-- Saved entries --
........
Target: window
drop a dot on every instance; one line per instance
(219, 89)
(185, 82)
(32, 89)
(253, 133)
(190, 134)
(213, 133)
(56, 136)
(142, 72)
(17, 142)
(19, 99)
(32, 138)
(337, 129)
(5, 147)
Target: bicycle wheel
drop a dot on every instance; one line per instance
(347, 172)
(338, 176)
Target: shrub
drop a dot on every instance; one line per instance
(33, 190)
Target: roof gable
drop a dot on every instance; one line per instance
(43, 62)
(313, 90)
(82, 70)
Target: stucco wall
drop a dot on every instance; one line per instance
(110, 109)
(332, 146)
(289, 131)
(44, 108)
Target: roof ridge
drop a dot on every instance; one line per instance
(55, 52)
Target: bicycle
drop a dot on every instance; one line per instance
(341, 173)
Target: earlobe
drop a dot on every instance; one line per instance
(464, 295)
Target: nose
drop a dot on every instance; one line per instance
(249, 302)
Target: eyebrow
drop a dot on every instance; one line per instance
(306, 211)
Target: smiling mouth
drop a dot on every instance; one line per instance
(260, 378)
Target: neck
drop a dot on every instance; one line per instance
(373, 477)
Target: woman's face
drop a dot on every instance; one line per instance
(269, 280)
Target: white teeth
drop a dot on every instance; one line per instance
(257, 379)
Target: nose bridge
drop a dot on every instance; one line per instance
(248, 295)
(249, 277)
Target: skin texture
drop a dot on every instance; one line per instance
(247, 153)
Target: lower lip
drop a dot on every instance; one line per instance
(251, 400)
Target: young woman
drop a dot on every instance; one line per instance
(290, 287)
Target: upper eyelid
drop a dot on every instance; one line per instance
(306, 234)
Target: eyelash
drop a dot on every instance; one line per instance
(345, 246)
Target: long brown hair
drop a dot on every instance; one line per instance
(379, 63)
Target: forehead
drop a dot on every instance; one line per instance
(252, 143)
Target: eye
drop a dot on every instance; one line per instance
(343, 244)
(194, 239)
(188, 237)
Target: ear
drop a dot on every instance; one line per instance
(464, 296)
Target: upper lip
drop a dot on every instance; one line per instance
........
Copy out the data shown above without altering anything.

-- Correct answer --
Target: window
drop a dot on every instance; one line per instance
(219, 89)
(185, 82)
(32, 89)
(253, 133)
(190, 134)
(213, 133)
(56, 136)
(142, 72)
(17, 142)
(19, 99)
(32, 138)
(337, 129)
(5, 147)
Target: bicycle wheel
drop a dot on every instance; one line per instance
(347, 172)
(338, 176)
Target: shrub
drop a dot on every instance; one line per instance
(33, 190)
Target: roof gable
drop a dot on every instance; one line per instance
(43, 62)
(313, 90)
(82, 70)
Target: stucco wall
drop a dot on every instance; one line per instance
(110, 109)
(332, 146)
(289, 131)
(44, 108)
Target: roof ridge
drop a dot on every instance; one line per instance
(55, 52)
Target: bicycle
drop a dot on every instance; one line per instance
(341, 173)
Target: earlobe
drop a dot on every instance; one line per instance
(464, 295)
Target: nose
drop a dot on every instance; one line per instance
(249, 302)
Target: eyebrow
drop a dot on every instance; one line per instance
(306, 211)
Target: smiling mouth
drop a dot on every instance; one line per instance
(260, 378)
Target: neck
drop a dot on every instance; one line per instance
(373, 477)
Target: woman's face
drop a dot on every instance; one line per instance
(269, 280)
Target: white teeth
drop a dot on every instance; one line per instance
(257, 379)
Target: nose bridge
drop a dot on every instance; one line per instance
(248, 295)
(249, 277)
Target: skin texture
drop a dot on every instance; one line per instance
(247, 153)
Target: lower lip
drop a dot on every instance; one line per instance
(251, 400)
Target: young woman
drop a dot on every instance; one line per instance
(290, 287)
Target: upper eyelid
drop a dot on every instance; one line per instance
(306, 234)
Target: eyelash
drop a dot on every instance; one line per instance
(345, 246)
Target: long brown hair
drop a dot on every instance; one line per instance
(379, 63)
Target: forehead
drop a dot on every instance; one line per instance
(252, 143)
Target: eye
drop a dot on every instance; one line per instance
(343, 244)
(194, 239)
(188, 237)
Target: ear
drop a dot on every instance; one line per instance
(464, 296)
Target: upper lip
drop a dot on every instance; one line per instance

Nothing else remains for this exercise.